## Stated goal
Render every line of the items below as a JSON list of strings, one string per line, leaving out any blank lines.
-- START OF Task inputs --
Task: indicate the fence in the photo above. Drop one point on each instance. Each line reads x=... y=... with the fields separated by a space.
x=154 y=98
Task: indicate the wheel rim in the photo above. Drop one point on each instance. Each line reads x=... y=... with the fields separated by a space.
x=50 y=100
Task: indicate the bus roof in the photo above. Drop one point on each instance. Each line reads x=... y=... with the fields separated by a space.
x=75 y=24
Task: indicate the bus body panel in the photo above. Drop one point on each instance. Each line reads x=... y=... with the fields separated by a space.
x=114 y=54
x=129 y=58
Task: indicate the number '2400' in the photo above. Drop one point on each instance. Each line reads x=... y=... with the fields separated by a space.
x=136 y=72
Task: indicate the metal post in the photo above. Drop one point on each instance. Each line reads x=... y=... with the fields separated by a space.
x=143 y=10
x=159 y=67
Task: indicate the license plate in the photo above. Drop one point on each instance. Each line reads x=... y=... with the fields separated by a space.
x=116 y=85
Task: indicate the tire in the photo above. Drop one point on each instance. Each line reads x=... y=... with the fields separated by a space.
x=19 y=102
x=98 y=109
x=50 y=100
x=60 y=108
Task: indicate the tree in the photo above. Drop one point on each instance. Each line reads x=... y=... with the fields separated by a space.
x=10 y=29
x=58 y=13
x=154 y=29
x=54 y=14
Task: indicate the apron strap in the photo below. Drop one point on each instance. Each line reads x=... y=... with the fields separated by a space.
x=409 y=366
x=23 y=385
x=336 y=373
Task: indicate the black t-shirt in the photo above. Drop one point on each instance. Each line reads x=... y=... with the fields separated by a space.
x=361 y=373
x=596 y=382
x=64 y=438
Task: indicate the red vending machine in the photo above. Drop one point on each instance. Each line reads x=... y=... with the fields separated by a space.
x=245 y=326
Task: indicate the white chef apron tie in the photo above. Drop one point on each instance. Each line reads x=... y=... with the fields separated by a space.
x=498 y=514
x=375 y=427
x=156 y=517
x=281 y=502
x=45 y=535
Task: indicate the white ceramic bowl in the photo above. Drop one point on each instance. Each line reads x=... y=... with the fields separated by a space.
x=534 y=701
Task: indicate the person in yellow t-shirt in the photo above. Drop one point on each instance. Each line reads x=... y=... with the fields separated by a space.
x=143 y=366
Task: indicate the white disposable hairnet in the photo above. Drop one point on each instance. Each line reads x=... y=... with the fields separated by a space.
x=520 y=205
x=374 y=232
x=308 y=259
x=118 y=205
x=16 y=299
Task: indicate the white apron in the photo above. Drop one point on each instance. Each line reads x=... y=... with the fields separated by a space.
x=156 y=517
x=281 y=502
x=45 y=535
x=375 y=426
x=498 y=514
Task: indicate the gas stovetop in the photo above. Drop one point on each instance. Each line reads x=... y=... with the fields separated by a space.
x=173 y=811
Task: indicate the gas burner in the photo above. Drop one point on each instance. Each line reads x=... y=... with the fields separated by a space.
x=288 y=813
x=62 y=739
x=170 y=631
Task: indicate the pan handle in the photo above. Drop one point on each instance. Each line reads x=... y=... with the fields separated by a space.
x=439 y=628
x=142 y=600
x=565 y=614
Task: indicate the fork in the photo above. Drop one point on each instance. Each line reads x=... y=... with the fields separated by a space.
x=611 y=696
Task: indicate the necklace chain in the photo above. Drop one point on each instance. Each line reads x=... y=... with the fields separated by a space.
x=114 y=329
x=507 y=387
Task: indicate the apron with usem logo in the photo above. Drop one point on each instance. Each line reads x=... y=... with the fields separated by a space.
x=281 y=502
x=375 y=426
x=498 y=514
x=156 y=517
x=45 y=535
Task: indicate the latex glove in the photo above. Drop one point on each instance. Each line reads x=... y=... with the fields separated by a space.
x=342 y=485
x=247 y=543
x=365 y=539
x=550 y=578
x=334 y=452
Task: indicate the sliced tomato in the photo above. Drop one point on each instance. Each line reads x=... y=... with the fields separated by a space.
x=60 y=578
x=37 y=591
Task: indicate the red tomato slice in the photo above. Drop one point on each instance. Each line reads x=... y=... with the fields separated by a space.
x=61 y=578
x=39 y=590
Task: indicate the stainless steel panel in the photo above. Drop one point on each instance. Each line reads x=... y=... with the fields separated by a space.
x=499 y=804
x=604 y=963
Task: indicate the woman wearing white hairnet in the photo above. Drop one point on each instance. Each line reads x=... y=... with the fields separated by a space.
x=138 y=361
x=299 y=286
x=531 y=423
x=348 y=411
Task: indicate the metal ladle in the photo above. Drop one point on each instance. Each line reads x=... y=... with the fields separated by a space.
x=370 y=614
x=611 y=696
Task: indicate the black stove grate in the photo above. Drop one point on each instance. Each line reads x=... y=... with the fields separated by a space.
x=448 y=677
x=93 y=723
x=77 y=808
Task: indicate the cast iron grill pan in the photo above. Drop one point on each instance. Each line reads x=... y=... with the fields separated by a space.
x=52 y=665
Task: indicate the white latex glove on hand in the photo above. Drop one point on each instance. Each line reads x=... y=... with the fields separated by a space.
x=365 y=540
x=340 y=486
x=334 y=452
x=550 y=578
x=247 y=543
-- END OF Task inputs --
## Final answer
[
  "Task: indicate the fence in the photo above. Drop one point on each instance. Each line reads x=... y=... with the fields separated by a space.",
  "x=154 y=98",
  "Task: indicate the wheel rim in the photo above. Drop one point on each instance. Each line reads x=... y=... with the fields separated by a space.",
  "x=50 y=100",
  "Task: indicate the bus roof in the photo above. Drop one point on each instance. Each line reads x=... y=... with the fields separated by a space.",
  "x=75 y=24",
  "Task: indicate the bus body panel in the photo above. Drop one point on each instance. Each line reads x=... y=... with the fields separated by a space.",
  "x=114 y=54",
  "x=129 y=58",
  "Task: indicate the number '2400' in the photo above. Drop one point on each instance. Each line reads x=... y=... with the fields separated by a space.",
  "x=136 y=72",
  "Task: indicate the metal post in the photo above. Drop one point on each instance. Each line reads x=... y=... with the fields separated by a space.",
  "x=143 y=10",
  "x=159 y=67",
  "Task: indicate the license plate in the photo above. Drop one point on each instance. Each line reads x=... y=... with the fields separated by a space.",
  "x=116 y=85",
  "Task: indicate the tire in the photo above. Drop one point on each instance. Each line reads x=... y=... with the fields separated by a space.",
  "x=19 y=102",
  "x=98 y=109",
  "x=50 y=100",
  "x=60 y=108",
  "Task: indicate the tree in the photo above. Drop one point on each instance. Each line reads x=... y=... with the fields separated by a space.",
  "x=10 y=29",
  "x=58 y=13",
  "x=154 y=29",
  "x=54 y=14",
  "Task: indicate the apron strap in the photo below. Drop one point on each instance. Each line reads x=... y=... with the fields separated by a space.",
  "x=409 y=366",
  "x=23 y=385",
  "x=336 y=373",
  "Task: indicate the black t-shirt in the photo above. Drop one point on each instance. Each line reads x=... y=... with the fields separated by a space.",
  "x=361 y=373",
  "x=596 y=382",
  "x=64 y=438",
  "Task: indicate the red vending machine in the photo above. Drop one point on each instance. Each line reads x=... y=... with the fields separated by a space.",
  "x=245 y=326",
  "Task: indicate the white chef apron tie in the photo above. Drop one point on each instance. Each line reads x=... y=... with the fields separated by a space.",
  "x=498 y=514",
  "x=375 y=427",
  "x=156 y=517",
  "x=281 y=502",
  "x=45 y=535",
  "Task: indicate the white ceramic bowl in the photo above. Drop one point on each instance. Each line reads x=... y=... with the fields separated by a space.",
  "x=534 y=701",
  "Task: indicate the person in yellow t-shirt in the photo above. Drop one point on each instance. Each line reads x=... y=... with the fields separated by a space.",
  "x=143 y=366",
  "Task: indicate the white disposable hairnet in the photo above. Drop one point on each instance. Each line reads x=... y=... with the fields separated by a space.",
  "x=520 y=205",
  "x=374 y=232",
  "x=308 y=259",
  "x=118 y=205",
  "x=16 y=299",
  "Task: indicate the white apron in the photo above. Drop one point on each instance. Each line reads x=... y=... with the fields separated by a space.",
  "x=156 y=517",
  "x=281 y=502",
  "x=45 y=535",
  "x=375 y=426",
  "x=498 y=514",
  "Task: indicate the gas stovetop in the photo above. Drop one point on each instance. Each line reads x=... y=... with the fields separated by a space.",
  "x=173 y=811",
  "Task: indicate the gas burner in the photo above. Drop one point on each instance. Each line reads x=... y=... with the fields separated by a space.",
  "x=288 y=813",
  "x=62 y=739",
  "x=170 y=631",
  "Task: indicate the pan handle in the photo above. Drop one point on each instance. Each line reads x=... y=... with the fields separated by a space.",
  "x=439 y=628",
  "x=142 y=600",
  "x=565 y=614",
  "Task: indicate the fork in the photo above. Drop one point on each instance. Each line reads x=... y=... with the fields separated by a space.",
  "x=611 y=696",
  "Task: indicate the necklace chain in the photo above. Drop one point on each instance. Each line reads x=... y=... with the fields separated by a space.",
  "x=114 y=329",
  "x=507 y=387",
  "Task: indicate the apron with usem logo in the photo above. Drop one point on each instance. Each line reads x=... y=... with the fields separated by a space.",
  "x=281 y=502",
  "x=375 y=426",
  "x=498 y=514",
  "x=156 y=517",
  "x=45 y=535",
  "Task: indicate the latex glove in the photo above. Drop one point on each instance. Each line reads x=... y=... with the fields separated by a space.",
  "x=342 y=485",
  "x=247 y=543",
  "x=365 y=539",
  "x=550 y=578",
  "x=334 y=452",
  "Task: indicate the sliced tomato in the photo above. Drop one point on each instance. Each line reads x=... y=... with the fields separated by a space.",
  "x=60 y=578",
  "x=37 y=591",
  "Task: indicate the red tomato slice in the photo above. Drop one point on each instance. Each line reads x=... y=... with the fields separated by a space.",
  "x=61 y=578",
  "x=39 y=590",
  "Task: indicate the stainless steel panel in the photo above. Drop one point on each instance. Each line reads x=... y=... with the fields separated by a space.",
  "x=499 y=804",
  "x=604 y=963",
  "Task: indicate the woman wearing white hairnet in the photo above. Drop one point on each instance. Each line reads x=... y=... with the fields separated by a space.",
  "x=138 y=361",
  "x=299 y=286",
  "x=531 y=423",
  "x=348 y=411",
  "Task: indicate the metal ladle in the photo above. Drop one point on each instance. Each line reads x=... y=... with the fields separated by a space.",
  "x=370 y=614",
  "x=611 y=696",
  "Task: indicate the black stove grate in the photo above. Drop one point on each instance. Each line reads x=... y=... with the fields separated by a space.",
  "x=448 y=677",
  "x=93 y=723",
  "x=77 y=808",
  "Task: indicate the cast iron grill pan in the photo above. Drop one point on each instance. Each line reads x=... y=... with the fields separated by a space.",
  "x=52 y=665",
  "Task: indicate the white latex glove on hand in the photo above. Drop one point on each instance. Each line reads x=... y=... with the fields separated by a space.",
  "x=365 y=540",
  "x=340 y=486",
  "x=334 y=452",
  "x=550 y=578",
  "x=247 y=543"
]